Textauszug:

⟨

Es nervt
Und dann auch noch die Absage von Fußballspielen! Und auf den Weihnachtsmärkten überlegen sie, den Glühwein billiger zu verkaufen, damit überhaupt jemand kommt. Noch was?
Wenn alles gesagt ist, was auch nur halbwegs eine Information darstellen könnte — was dann? Dann schicken Redaktionsleiter Praktikanten durch die Fußgängerzonen, um »O-Töne einzufangen«. Die Straßenbefragung ist die verrückteste Form des TV-Journalismus: Menschen sagen Sachen, über die sie nicht nachgedacht haben. Das soll so sein, die redaktionelle Leistung besteht darin, die differenziertesten O-Töne als nicht sendetauglich auszumustern. Übrig bleiben emotionale Verpuffungen, zum »Stimmungsbild« geadelt.
Eine junge Frau, befragt zur Absage des Fußballspiels zwischen Deutschland und Holland aufgrund einer Terrorwarnung, empört sich: »Echt jetzt, es nervt total! Dieser scheiß Terror!« Dass sie Sprengstoffgürtel geht-gar-nicht findet, vor allem fashionmäßig, wurde wahrscheinlich rausgeschnitten. Es war aber auch so ein guter Beitrag.
Alle anderen Passanten glauben, für das Fernsehen Sätze sagen zu müssen, die sie im Fernsehen hören: »Wenn wir jetzt Angst bekommen, haben die Terroristen schon gewonnen.« Ich finde, wenn es zwei Handvoll Mordbuben schaffen, mehr als fünfzehnmal so viele Menschen zu töten, dann haben sie, in den Kategorien von Sieg und Niederlage gesprochen, durchaus gewonnen. Und davon bekomme ich Angst.
Wer nicht an Gott glaubt, sollte nicht vorschnell auch den Teufel leugnen. Er besitzt heute andere Waffen als den Dreizack, und er trägt Turnschuhe über seinen Bocksfüßen. Verirrte gehen ihm zur Hand, weil er ihnen üppigen Lohn verspricht — neuerdings nicht mehr in dieser, sondern einer nächsten Welt. Er ist ein Lügner, aber das sind unsere Plakatwände, Werbespots und Lifestyle-Magazine auch.

⟩

Angezeigte Daten:

⟨

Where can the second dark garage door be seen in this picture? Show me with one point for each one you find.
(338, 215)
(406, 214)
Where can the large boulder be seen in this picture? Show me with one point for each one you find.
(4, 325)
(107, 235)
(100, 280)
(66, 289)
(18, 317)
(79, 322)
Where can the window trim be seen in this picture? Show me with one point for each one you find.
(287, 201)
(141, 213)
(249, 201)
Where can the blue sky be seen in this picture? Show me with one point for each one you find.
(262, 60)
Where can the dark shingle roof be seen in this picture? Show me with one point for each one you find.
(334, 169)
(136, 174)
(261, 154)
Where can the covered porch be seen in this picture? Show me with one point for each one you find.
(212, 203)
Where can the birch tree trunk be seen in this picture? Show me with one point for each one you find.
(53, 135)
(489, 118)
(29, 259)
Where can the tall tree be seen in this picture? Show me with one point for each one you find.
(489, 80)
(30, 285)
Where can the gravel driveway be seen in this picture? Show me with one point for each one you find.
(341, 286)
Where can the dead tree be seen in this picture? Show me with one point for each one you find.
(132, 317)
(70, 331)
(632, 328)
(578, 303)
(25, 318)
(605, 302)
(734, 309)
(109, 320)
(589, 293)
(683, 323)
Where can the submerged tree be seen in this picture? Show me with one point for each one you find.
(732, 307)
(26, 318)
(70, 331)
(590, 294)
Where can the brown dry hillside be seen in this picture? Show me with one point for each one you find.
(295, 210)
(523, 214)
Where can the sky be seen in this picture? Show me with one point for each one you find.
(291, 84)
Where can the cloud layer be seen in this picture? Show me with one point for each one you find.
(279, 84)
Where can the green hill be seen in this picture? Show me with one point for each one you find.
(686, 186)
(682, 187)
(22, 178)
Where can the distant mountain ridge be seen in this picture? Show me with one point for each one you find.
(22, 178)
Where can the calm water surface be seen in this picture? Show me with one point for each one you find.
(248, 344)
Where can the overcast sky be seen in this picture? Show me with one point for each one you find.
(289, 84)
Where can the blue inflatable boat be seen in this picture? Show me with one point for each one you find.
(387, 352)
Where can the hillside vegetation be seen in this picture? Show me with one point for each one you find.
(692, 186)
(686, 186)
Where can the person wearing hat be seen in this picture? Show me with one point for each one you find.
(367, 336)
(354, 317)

⟩

Aufgabenstellung:
1 - Beantworte anhand des Textauszugs kurz:
(a) Weshalb wurde das Fußballspiel zwischen Deutschland und Holland abgesagt?
(b) Was überlegt man auf den Weihnachtsmärkten?
(c) Was trägt der Teufel über seinen Bocksfüßen?
2 - Erkläre in höchstens drei Sätzen, mit welcher Begründung der Textauszug die Terroristen in den Kategorien von Sieg und Niederlage als Gewinner sieht.

Lösungen:
1 -
(a) Aufgrund einer Terrorwarnung.
(b) Den Glühwein billiger zu verkaufen.
(c) Turnschuhe.

2 - Zwei Handvoll Mordbuben haben es geschafft, mehr als fünfzehnmal so viele Menschen zu töten. Deshalb haben sie, in den Kategorien von Sieg und Niederlage gesprochen, durchaus gewonnen.